Exercise A: Render this sentence from the VPN filters passage into Spanish: "A vpn-filter is applied to post-decrypted traffic after it exits a tunnel and to pre-encrypted traffic before it enters a tunnel."
Exercise B: Transcribe the portion of the VPN filters passage between "When a vpn-filter" and "know it's weird.", inclusive.
*** Passage to read ***
What are VPN filters?
VPN Filters consist of rules that determine whether to allow or reject tunnelled data packets that come through the ASA, based on criteria such as source address, destination address, and protocol. You can configure ACLs in order to permit or deny various types of traffic.
Why do we need VPN filters?
In a typical scenario, you will have multiple L2L VPNs terminating on the ASA. Some of them you don't trust fully, you can filter traffic traversing via these tunnels using two methods.
- Using ACLs - You can apply inbound ACLs on the outside interface to filter incoming traffic and apply outbound ACLs on the inside interface to filter outgoing traffic.
- Using VPN filters - You can use a special kind of ACL applied to the tunnel instead of interfaces. VPN filter is even more useful when you have sysopt connection configured on the ASA.
The sysopt connection permit-vpn command allows all the traffic that enters the security appliance through a VPN tunnel to bypass interface access lists. Group policy access lists still apply to the traffic.
A vpn-filter is applied to post-decrypted traffic after it exits a tunnel and to pre-encrypted traffic before it enters a tunnel.
When a vpn-filter is applied to a group-policy that governs an L2L VPN connection, the ACL should be configured with the remote network in the src_ip position of the ACL and the local network in the dest_ip position of the ACL. I know it's weird.
This blog post assumes that you have a basic understanding of site-to-site VPNs. If you are not familiar, please check out my other post here.
Example
Let's assume that we have a site-to-site VPN between our ASA and a supplier Firewall. With the vpn-filter, what we can do is, restrict the traffic traversing the VPN tunnel.
Traffic restrictions
- Our local subnet (10.10.10.0/24 ) can only access 10.10.20.200 on port 443
- Supplier subnet (10.10.20.0/24) Â can only access 10.10.10.101 on port 22.
- Deny everything else.
Create objects and NAT
object-group network LOCAL
network-object 10.10.10.0 255.255.255.0
object-group network SUPPLIER
network-object 10.10.20.0 255.255.255.0
nat (inside,outside) 1 source static LOCAL LOCAL destination static SUPPLIER SUPPLIER no-proxy-arp route-lookup
If you need to learn more about Cisco ASA NAT, please check out my post here
Define interesting traffic
Define the interesting traffic which will trigger the creation of the VPN tunnel.
*** Material shown ***
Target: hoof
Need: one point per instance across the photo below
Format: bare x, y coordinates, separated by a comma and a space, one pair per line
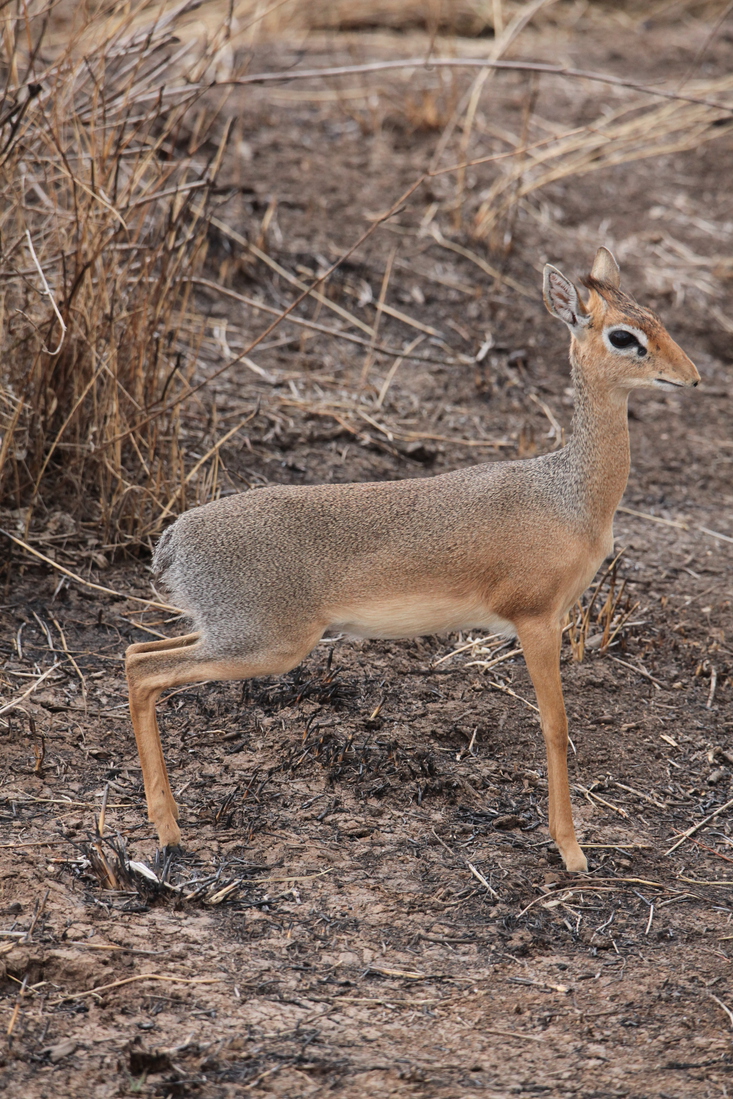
575, 861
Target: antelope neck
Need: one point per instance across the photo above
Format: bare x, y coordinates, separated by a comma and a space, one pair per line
599, 448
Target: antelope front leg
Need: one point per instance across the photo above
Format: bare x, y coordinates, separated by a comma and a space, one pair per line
541, 642
162, 809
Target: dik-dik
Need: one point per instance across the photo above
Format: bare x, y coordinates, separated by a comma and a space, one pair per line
504, 546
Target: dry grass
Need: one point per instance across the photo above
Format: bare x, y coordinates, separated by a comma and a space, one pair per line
108, 179
602, 615
104, 198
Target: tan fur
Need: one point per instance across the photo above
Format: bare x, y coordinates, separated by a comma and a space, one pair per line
503, 546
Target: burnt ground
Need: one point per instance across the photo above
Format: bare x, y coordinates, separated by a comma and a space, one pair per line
368, 902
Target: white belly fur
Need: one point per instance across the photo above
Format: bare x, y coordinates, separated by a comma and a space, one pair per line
415, 615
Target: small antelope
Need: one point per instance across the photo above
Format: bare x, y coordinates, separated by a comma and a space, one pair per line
503, 546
***
Full response A: Un vpn-filter se aplica al tráfico posdescifrado después de que sale de un túnel y al tráfico previo al cifrado antes de que entre en un túnel.

Full response B:
When a vpn-filter is applied to a group-policy that governs an L2L VPN connection, the ACL should be configured with the remote network in the src_ip position of the ACL and the local network in the dest_ip position of the ACL. I know it's weird.